Records from a collection

###

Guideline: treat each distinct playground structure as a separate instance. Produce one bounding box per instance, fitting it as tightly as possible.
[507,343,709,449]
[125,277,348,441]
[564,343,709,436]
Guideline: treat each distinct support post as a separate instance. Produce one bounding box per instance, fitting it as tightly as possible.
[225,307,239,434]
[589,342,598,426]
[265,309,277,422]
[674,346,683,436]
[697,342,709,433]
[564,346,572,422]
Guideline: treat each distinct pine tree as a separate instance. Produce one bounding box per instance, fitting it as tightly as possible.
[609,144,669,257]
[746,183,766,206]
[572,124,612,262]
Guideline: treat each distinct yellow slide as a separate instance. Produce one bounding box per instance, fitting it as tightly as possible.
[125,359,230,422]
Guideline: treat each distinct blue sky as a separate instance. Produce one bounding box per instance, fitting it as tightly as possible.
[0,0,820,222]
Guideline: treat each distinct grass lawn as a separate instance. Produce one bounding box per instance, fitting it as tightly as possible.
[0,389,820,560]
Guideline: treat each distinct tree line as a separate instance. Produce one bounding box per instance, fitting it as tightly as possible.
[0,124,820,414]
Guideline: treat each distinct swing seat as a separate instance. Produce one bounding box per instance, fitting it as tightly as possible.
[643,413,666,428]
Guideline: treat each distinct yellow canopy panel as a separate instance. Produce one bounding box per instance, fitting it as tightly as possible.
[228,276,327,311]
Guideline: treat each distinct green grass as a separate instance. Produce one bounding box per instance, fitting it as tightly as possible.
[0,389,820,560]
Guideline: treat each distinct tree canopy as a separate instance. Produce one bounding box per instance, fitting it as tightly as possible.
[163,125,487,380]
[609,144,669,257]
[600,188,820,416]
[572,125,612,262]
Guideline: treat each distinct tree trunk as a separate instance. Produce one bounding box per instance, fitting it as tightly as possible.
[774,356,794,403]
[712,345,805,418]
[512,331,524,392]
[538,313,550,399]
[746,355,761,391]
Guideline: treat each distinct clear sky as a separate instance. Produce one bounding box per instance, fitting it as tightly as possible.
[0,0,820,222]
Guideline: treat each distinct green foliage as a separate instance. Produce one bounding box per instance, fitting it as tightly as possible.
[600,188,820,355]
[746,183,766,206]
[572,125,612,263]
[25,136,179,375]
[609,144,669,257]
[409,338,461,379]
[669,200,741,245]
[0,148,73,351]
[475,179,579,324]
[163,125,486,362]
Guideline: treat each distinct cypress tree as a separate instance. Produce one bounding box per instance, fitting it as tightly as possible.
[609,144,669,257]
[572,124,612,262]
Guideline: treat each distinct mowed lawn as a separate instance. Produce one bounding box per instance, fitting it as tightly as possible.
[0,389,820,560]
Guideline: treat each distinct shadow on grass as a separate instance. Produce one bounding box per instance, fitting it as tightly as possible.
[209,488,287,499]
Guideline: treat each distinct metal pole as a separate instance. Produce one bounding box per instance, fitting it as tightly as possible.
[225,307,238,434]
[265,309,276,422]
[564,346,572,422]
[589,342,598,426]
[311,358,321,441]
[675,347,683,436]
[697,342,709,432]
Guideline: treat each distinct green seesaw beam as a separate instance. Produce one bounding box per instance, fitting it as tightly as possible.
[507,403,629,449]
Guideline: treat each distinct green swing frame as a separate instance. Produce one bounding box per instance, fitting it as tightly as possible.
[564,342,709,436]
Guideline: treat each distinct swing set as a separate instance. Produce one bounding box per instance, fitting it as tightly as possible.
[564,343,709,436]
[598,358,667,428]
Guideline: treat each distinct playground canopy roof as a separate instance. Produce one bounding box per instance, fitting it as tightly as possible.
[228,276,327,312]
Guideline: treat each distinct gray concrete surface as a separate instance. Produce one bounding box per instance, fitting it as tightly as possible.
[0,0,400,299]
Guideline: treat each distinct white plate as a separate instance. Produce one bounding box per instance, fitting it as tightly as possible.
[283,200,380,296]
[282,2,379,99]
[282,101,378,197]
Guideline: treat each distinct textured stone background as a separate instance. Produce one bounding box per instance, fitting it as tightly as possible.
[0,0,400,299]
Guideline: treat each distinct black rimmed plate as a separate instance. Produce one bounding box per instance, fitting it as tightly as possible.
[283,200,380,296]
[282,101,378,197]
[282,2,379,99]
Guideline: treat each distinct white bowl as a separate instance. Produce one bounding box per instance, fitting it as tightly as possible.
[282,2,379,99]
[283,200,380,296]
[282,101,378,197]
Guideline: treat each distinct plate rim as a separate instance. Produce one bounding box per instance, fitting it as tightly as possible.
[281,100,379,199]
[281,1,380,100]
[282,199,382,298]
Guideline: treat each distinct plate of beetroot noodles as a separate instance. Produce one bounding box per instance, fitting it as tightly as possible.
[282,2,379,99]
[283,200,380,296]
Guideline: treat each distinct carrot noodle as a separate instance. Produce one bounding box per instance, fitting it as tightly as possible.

###

WORK TO BE COMPLETED:
Gather every line of the records that includes the word "lawn" and copy each one in full.

CORRECT RESULT:
Guideline: treat each distinct grass lawn as a separate instance. Produce one bounding box per instance, fitting it as tightly as possible.
Guideline: treat each distinct mowed lawn as a separate instance. Produce one bounding box per instance, fitting it as tightly as possible.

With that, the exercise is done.